### WHAT THIS TASK INVOLVES:
Your task is to repeat the records exactly from the line containing "Spot the spectator crowd, then" onward, through the final line.

[Entries taken from a collection]

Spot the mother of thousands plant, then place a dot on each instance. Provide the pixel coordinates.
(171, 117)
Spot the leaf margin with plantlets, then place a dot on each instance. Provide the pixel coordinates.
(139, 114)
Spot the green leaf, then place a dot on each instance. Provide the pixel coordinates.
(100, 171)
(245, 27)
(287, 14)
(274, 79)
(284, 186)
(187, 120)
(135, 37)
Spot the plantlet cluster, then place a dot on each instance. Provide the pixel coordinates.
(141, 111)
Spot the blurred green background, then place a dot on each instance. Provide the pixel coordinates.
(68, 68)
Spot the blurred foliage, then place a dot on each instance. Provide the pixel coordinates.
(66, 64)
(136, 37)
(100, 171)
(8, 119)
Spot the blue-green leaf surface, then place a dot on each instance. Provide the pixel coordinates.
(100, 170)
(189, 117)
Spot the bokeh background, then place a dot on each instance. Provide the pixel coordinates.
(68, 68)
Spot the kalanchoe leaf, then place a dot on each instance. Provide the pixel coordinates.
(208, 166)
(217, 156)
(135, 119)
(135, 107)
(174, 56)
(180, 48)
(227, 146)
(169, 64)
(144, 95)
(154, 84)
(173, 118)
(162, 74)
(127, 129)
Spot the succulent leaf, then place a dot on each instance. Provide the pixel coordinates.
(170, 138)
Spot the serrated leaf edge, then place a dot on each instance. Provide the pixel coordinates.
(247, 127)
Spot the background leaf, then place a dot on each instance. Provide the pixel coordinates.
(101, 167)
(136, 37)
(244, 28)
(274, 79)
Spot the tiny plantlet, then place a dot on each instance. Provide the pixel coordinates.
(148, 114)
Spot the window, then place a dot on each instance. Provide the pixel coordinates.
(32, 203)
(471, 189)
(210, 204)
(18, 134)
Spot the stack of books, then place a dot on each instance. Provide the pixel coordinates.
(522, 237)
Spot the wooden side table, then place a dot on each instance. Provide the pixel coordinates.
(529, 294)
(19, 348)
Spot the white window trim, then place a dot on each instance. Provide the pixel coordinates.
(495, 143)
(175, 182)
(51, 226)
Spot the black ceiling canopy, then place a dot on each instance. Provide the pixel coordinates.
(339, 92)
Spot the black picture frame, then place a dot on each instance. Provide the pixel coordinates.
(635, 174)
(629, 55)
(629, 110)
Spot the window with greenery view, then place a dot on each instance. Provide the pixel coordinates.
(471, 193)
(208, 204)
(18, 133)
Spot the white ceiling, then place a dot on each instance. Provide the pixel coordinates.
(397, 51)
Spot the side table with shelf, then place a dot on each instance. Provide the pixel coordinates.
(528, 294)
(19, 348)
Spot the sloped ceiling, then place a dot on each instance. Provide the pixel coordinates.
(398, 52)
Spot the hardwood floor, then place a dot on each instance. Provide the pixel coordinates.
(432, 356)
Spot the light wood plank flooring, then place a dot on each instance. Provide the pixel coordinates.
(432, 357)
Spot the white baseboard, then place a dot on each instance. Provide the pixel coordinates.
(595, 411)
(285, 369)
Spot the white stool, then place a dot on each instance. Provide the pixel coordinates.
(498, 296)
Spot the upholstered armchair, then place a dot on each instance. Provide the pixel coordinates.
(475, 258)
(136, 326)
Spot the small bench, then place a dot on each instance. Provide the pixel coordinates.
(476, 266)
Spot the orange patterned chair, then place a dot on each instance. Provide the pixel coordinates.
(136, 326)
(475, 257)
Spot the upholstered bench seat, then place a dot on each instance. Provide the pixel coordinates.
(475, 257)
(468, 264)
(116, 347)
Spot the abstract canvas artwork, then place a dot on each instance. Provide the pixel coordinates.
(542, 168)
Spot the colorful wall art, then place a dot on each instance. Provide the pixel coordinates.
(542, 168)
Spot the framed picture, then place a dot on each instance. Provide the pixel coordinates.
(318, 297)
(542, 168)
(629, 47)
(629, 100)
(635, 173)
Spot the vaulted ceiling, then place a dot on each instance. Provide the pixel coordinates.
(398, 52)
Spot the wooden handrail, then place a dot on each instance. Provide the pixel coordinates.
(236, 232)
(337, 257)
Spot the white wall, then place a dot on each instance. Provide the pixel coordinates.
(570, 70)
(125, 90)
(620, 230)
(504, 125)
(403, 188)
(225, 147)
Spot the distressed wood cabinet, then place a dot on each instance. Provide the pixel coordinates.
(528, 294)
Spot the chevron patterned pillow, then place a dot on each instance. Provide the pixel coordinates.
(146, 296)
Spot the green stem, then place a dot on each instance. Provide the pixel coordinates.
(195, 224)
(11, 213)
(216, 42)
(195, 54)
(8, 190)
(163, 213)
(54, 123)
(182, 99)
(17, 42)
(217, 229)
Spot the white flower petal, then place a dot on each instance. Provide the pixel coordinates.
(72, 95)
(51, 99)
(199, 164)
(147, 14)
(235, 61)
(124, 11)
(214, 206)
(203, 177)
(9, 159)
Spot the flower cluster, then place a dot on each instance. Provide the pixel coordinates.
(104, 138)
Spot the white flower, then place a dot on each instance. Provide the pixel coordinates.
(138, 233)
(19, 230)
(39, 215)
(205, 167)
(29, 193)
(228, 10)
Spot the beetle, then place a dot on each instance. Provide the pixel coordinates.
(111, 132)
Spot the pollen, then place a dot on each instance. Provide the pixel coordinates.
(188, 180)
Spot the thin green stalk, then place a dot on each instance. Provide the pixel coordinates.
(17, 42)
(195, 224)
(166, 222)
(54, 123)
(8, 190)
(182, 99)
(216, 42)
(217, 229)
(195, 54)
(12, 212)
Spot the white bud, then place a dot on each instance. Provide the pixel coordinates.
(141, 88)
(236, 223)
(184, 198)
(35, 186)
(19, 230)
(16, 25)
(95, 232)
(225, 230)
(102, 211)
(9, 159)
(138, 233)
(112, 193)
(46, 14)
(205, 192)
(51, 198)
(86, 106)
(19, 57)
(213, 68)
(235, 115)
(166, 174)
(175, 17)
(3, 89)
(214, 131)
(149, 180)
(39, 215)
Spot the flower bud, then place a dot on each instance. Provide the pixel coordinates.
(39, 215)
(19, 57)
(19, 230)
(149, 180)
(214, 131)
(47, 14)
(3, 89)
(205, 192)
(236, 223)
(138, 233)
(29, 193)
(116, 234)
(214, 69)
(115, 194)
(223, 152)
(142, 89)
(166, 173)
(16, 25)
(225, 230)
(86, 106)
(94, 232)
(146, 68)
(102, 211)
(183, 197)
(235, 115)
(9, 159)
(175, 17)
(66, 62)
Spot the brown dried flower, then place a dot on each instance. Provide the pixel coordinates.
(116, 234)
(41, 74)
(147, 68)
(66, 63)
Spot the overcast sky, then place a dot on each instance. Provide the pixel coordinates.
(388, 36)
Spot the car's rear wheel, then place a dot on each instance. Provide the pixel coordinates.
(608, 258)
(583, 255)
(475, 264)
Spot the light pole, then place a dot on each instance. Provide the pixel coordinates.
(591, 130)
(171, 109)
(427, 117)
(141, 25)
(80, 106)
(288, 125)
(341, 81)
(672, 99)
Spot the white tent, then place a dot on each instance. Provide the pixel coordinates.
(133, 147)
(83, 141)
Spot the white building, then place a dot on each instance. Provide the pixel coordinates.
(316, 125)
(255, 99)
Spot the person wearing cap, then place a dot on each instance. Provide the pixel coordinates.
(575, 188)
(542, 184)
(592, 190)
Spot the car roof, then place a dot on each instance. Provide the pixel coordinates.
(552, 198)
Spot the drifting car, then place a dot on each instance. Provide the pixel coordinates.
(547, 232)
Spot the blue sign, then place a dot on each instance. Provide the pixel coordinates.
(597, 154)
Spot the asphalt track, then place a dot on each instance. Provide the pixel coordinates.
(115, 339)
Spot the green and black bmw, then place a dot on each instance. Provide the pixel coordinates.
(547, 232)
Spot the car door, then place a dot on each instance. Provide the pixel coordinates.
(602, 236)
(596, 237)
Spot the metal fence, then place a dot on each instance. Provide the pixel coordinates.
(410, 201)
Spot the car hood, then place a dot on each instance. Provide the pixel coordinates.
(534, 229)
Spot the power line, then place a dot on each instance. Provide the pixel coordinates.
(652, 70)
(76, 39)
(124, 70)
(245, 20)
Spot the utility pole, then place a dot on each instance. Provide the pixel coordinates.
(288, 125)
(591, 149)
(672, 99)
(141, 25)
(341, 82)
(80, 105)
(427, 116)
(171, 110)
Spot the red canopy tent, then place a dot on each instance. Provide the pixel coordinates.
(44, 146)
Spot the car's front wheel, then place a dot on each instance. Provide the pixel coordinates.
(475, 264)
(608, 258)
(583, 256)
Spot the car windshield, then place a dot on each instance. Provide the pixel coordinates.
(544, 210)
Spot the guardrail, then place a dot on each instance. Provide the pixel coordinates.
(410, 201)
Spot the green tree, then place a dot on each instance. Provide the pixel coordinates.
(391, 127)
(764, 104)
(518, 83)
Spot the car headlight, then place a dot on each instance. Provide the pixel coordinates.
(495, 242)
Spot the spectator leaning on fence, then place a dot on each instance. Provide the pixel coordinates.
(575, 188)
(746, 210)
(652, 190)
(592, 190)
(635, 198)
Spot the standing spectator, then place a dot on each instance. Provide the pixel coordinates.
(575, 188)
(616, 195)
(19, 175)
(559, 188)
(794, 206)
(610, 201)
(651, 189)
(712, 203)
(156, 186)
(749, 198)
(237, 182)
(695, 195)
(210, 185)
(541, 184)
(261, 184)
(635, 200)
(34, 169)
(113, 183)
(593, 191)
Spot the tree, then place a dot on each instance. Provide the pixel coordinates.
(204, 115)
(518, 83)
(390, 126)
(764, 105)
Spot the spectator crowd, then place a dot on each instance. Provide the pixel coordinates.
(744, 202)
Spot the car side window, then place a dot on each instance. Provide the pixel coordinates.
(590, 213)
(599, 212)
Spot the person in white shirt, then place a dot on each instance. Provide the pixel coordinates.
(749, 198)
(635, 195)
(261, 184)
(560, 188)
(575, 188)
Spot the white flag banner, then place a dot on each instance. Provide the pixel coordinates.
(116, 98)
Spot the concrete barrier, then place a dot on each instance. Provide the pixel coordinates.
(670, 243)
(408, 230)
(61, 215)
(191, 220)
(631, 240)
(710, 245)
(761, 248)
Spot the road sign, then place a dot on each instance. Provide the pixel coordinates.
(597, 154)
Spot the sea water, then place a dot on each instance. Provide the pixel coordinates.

### WORKED ANSWER:
Spot the spectator crowd, then place a dot on each instance. Provide the pixel coordinates.
(744, 202)
Spot the car side window, then place a dot on each instance. Provide the pixel coordinates.
(590, 213)
(599, 212)
Spot the person in white shirt, then place a dot on each instance. Provide the pixel coordinates.
(749, 198)
(635, 195)
(261, 184)
(560, 188)
(575, 188)
Spot the white flag banner, then place a dot on each instance. Provide the pixel coordinates.
(116, 98)
Spot the concrete barrier, then place a dot on each instance. Provide the pixel coordinates.
(670, 243)
(408, 230)
(61, 215)
(191, 220)
(631, 240)
(710, 245)
(761, 248)
Spot the road sign, then place a dot on each instance. Provide the pixel coordinates.
(597, 154)
Spot the sea water, then place a dot on each instance. Provide the pixel coordinates.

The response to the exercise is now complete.